**Your objective**
Continue the text on malaria parasite clearance rate regression and the bhrcr package, starting after its last sentence.

**Text shown**
====

\newcommand{\R}{\mathbb{R}} \newcommand{\N}{\mathcal{N}} \newcommand{\LN}{\mathcal{L}\mathcal{N}} \newcommand{\Z}{\mathbb{Z}} \newcommand{\Ps}{\mathbb{P}} \newcommand{\Es}{\mathbb{E}} \newcommand{\1}{\mathbb{1}} \newcommand{\F}{\mathcal{F}}
This vignette contains a brief description of malaria parasite clearance rate regression and provides a quick tutorial for the bhrcr
package. For more details, please see our paper @Sharifi-Malvajerdi2019.
Malaria is a mosquito-borne disease caused by parasites that was estimated to cause 429,000 deaths in 2015 (World Malaria Report, 2016). Resistance to anti-malarial drugs such as Artemisinin is a major concern in the public health fight against malaria [@ashley]. Artemisinin resistance is manifested by delayed parasite clearance after treatment; slower parasite clearance can therefore indicate emergence of parasite resistance, although it can also be associated with host factors such as decreased immunity, inadequate dosing or poor drug absorption. Understanding how covariates relate to parasite clearance rate is important for understanding host and parasite factors' association with delayed parasite clearance, characterizing resistance and defining spatio-temporal trends in resistance. The parasite clearance rate is defined as the negative of the slope of the log-parasitemia over the time in which the antimalarial is having its primary effect, and we call this time period the "decay" phase. There are some difficulties that arise in calculating the parasite clearance rates. First, some patients' profiles may contain a "lag" phase, before the decay phase, in which the parasite density remains constant, or even increases, in a period right after artemisinin administration (@doolan, @koning). Second, there might be also a "tail" phase, after the decay phase, where the true parasite count remains close to the detection limit, with no decline over a few measurements, and once the detection limit is reached, observations are left censored. Lastly, there may exist measurement errors in the measured values of parasite densities (see @dowling and @omeara for more details). The Parasite Clearance Estimator (PCE) was developed by the WorldWide Antimalarial Resistance Network (WWARN) in response to the need from field researchers for a method to quickly and reliably estimate parasite clearance rates, while accounting for existence of lag phases, tail phases, and censored observations (@flegg).

====

**Given information**
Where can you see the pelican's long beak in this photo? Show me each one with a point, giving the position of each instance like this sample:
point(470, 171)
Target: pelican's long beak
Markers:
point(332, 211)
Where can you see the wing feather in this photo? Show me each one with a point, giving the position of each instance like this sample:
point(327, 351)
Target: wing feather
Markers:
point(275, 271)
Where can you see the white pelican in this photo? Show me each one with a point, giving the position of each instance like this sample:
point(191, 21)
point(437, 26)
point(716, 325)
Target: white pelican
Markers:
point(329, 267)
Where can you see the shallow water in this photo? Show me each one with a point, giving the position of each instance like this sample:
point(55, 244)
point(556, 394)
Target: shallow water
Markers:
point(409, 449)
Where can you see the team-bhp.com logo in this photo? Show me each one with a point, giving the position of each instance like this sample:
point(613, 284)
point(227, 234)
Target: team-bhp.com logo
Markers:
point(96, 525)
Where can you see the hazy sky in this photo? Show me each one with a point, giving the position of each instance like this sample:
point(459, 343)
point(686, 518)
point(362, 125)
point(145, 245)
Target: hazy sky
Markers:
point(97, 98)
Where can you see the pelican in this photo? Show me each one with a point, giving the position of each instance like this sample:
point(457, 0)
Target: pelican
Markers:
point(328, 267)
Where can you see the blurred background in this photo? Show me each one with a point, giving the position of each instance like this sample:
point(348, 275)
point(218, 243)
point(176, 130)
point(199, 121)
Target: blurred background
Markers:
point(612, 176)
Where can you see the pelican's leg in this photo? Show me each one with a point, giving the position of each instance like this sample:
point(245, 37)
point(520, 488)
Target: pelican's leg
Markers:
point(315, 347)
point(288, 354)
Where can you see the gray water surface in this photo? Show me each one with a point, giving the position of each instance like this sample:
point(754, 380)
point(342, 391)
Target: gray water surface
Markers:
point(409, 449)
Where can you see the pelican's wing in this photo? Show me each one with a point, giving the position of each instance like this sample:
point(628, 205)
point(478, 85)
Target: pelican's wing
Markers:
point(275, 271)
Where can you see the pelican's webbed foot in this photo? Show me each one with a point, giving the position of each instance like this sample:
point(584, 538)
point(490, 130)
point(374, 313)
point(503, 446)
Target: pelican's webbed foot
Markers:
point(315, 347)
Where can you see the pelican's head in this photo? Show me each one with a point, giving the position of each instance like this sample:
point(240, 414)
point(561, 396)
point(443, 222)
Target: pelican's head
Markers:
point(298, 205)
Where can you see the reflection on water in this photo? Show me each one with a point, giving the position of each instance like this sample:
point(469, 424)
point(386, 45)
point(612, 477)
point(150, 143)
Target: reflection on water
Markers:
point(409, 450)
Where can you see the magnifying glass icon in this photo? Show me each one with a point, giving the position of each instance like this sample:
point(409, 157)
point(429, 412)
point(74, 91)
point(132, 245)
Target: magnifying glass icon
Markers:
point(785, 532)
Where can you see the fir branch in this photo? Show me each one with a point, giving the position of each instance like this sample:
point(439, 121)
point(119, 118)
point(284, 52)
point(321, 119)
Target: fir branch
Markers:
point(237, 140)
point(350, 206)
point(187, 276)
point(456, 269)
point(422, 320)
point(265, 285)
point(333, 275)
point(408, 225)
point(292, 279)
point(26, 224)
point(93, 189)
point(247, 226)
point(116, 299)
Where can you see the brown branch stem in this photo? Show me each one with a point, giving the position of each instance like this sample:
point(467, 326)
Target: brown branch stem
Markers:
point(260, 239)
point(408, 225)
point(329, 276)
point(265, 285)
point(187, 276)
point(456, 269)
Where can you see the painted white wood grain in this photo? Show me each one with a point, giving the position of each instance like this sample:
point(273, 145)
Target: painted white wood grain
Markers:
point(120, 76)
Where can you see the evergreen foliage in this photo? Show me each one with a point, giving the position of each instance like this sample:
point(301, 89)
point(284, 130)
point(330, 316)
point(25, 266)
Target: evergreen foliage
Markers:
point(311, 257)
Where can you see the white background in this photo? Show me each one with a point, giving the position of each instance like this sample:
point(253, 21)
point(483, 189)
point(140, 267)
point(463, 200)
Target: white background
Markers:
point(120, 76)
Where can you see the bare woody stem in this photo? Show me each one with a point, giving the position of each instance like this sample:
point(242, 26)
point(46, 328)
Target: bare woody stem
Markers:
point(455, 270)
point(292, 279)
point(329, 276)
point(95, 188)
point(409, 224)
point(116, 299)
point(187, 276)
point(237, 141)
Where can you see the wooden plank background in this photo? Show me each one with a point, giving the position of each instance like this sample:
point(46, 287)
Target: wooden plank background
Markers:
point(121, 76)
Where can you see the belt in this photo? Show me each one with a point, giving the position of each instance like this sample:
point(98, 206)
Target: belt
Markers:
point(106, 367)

====

**Solved problem**
Although the WWARN PCE serves as a powerful tool for estimating the clearance rates in many studies, estimating the impact of individual level covariates on these clearance rates might be the primary end point in some other studies. For instance, as in @amaratunga, understanding how parasite factors and host factors influence clearance rates can provide insights into the mechanism of artemisinin resistance. One common approach in estimating the effect of individual level covariates on clearance rates is using a two-stage procedure, where WWARN PCE is followed by a simple linear regression. Even though using the two-stage approach is straightforward, it has some drawbacks which motivated @fogarty to develop the Bayesian Clearance Estimator. This procedure uses a Bayesian hierarchical model to estimate both clearance rates and the impact of patient level covariates on them, while accounting for lag phases, tail phases, and censored observations. Given the advantages of the Bayesian approach over the two-stage analysis, we built the bhrcr
package to provide researchers in the related fields with software that performs the Bayesian hierarchical regression on clearance rates. The bhrcr
package provides tools (calculatePCE
function) to calculate the WWARN PCE estimates of the parasite clearance rates as well.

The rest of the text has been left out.